Problem statement: Please output the entries below from the line that contains "the white chef" through the final line, reproduced exactly and alone.

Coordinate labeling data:
☆ ☆ ☆ ☆
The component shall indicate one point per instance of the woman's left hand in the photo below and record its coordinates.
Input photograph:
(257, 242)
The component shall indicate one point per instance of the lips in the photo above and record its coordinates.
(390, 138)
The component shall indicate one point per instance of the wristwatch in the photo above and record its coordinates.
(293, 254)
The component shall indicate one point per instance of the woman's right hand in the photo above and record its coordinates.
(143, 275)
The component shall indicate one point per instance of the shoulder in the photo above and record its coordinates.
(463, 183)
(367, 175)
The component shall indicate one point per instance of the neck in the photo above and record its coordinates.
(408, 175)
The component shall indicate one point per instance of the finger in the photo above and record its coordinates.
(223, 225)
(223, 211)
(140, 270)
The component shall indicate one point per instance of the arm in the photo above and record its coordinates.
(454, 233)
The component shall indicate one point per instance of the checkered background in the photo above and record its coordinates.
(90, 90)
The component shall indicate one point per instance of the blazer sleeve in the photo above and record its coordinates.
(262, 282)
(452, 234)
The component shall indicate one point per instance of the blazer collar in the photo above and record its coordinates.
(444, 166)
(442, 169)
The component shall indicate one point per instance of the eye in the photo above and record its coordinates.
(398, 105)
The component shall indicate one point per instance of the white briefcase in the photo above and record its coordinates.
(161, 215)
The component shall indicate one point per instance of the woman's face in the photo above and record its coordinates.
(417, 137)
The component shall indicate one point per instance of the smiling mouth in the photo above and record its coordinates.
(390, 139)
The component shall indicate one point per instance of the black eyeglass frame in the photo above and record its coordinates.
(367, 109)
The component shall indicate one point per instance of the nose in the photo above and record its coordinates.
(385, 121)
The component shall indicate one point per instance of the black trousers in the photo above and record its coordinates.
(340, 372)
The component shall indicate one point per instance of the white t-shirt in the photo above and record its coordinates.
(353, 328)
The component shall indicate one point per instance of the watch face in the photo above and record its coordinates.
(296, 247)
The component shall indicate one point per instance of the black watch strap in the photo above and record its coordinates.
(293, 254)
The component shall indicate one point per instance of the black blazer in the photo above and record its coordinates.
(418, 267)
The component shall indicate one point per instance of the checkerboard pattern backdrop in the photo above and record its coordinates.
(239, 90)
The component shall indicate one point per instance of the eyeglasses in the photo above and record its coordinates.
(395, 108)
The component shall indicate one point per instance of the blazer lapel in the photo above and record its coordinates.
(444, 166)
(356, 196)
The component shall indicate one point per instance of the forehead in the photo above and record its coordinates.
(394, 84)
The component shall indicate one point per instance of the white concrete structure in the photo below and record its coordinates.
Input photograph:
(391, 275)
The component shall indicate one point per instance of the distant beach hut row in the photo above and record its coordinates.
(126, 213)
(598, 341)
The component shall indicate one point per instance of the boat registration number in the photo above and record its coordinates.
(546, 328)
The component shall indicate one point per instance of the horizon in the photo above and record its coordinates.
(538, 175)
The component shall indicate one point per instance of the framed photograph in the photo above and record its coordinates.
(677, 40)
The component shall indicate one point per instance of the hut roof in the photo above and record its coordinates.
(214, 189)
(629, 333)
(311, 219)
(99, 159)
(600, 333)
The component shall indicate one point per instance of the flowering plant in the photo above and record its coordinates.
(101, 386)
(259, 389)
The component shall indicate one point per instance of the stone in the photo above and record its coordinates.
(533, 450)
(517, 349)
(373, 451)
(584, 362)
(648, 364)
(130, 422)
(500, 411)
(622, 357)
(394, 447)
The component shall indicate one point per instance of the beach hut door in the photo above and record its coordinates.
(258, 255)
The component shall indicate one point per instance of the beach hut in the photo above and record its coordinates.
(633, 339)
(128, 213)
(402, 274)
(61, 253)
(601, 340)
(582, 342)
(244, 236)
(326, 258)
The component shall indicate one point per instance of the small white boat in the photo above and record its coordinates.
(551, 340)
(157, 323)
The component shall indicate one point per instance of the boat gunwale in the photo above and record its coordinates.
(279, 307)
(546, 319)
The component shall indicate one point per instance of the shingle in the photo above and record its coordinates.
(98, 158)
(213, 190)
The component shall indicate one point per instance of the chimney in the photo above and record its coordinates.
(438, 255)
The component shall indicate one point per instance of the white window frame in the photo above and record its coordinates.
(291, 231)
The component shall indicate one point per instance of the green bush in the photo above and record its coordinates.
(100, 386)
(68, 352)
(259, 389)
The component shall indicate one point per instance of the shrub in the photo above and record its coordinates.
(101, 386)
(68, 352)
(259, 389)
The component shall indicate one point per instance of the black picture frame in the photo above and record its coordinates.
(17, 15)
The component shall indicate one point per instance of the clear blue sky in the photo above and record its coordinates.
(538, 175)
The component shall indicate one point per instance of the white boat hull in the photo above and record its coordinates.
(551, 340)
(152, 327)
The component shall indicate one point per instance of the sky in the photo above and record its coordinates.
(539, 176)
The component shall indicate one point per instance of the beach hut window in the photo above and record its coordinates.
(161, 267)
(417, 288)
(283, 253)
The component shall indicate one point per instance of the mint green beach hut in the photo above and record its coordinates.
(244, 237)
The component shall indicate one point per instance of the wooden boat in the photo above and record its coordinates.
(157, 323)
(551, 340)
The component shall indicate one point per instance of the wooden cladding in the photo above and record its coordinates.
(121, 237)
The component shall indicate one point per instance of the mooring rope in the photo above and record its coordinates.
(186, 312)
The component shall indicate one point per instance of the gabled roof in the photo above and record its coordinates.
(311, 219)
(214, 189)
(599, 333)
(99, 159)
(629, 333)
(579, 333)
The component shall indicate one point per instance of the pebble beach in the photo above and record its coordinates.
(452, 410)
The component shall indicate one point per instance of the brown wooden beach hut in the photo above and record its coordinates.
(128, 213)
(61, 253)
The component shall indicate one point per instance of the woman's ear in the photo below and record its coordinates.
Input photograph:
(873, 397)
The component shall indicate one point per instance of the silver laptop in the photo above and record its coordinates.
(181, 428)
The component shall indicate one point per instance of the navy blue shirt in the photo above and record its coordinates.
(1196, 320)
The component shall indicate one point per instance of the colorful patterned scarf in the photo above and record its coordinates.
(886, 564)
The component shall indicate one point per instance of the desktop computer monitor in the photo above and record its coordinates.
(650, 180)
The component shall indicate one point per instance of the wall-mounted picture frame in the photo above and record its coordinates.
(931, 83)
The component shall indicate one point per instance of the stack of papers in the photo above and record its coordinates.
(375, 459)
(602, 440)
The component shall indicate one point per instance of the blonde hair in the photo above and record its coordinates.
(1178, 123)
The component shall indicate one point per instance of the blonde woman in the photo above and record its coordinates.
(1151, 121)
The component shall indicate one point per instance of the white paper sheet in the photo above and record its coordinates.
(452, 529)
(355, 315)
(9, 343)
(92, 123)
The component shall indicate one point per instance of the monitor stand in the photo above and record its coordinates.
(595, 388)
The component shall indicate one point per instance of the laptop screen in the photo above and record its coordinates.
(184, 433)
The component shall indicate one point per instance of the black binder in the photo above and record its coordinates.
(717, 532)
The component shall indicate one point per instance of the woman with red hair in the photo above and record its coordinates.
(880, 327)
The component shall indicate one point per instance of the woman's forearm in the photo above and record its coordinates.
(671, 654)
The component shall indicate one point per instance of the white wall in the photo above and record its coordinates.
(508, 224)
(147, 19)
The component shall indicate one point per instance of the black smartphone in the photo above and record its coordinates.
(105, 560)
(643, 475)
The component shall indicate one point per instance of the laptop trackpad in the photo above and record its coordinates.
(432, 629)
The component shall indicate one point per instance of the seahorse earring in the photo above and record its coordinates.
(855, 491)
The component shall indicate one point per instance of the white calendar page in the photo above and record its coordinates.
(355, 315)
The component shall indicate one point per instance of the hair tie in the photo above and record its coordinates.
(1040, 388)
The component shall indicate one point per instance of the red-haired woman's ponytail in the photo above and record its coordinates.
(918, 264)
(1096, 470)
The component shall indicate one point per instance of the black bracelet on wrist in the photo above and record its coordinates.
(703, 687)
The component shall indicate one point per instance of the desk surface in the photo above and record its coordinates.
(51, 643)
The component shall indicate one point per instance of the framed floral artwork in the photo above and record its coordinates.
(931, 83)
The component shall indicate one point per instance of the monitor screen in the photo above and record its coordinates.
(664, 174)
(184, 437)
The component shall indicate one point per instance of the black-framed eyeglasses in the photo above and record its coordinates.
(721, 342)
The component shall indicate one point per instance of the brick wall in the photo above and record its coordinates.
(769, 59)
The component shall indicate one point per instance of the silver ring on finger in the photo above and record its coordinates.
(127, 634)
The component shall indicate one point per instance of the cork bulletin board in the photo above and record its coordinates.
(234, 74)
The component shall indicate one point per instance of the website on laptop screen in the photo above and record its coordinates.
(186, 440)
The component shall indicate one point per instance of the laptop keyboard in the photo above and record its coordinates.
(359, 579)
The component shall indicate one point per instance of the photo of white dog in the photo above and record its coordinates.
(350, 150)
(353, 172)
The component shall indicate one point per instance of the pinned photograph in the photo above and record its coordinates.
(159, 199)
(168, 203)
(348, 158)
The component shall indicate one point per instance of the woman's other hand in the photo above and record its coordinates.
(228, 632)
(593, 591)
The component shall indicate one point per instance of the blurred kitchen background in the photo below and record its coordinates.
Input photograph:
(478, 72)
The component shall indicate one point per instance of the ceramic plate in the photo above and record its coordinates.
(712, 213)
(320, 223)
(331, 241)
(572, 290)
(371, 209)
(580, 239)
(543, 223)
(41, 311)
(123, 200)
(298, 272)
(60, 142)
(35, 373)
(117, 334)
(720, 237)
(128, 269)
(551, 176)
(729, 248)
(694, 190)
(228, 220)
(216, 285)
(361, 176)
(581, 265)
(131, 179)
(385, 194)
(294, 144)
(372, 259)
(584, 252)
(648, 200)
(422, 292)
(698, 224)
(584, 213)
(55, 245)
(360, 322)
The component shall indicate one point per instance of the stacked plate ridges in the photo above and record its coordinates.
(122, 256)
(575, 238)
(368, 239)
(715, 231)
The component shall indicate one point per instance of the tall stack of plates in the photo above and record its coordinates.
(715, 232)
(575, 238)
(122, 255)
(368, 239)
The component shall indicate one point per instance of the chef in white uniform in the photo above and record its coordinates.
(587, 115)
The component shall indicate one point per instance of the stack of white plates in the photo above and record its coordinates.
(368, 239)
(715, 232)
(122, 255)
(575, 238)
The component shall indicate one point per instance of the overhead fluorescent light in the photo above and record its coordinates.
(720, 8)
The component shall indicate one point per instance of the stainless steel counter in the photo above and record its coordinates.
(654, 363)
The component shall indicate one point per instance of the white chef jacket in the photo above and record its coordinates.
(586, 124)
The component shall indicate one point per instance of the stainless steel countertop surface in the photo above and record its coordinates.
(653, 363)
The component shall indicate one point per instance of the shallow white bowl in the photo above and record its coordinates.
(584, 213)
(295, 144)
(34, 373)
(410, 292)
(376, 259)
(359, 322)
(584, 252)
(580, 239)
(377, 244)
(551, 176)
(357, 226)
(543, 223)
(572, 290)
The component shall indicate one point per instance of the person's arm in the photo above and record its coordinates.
☆ ☆ ☆ ☆
Result for this task:
The component shall indicate one point per instance of the white chef jacket in the photo above and record its coordinates.
(586, 124)
The component shall indicate one point per instance of the stainless steel countertop surface in the photo above and record its coordinates.
(653, 363)
The component shall indicate one point per instance of the shallow white bowl in the photo above and record its coordinates.
(584, 213)
(295, 144)
(34, 373)
(410, 292)
(376, 259)
(359, 322)
(584, 252)
(580, 239)
(377, 244)
(551, 176)
(357, 226)
(543, 223)
(572, 290)
The component shall indicate one point per instance of the person's arm in the photo above and record its coordinates.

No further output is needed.